◆ Excerpted records
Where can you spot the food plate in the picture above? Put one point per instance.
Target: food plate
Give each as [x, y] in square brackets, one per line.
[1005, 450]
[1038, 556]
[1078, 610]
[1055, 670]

◆ The task
Can you rewrite all the rows above, putting "dinner plate" wherever "food plate" appears and leaving everything else as it is?

◆ Answer to this task
Where can you spot the dinner plate in the picture above? Put one point per instance.
Target: dinner plate
Give each as [x, y] in square brackets, one per line.
[1005, 450]
[1038, 556]
[1078, 610]
[1055, 670]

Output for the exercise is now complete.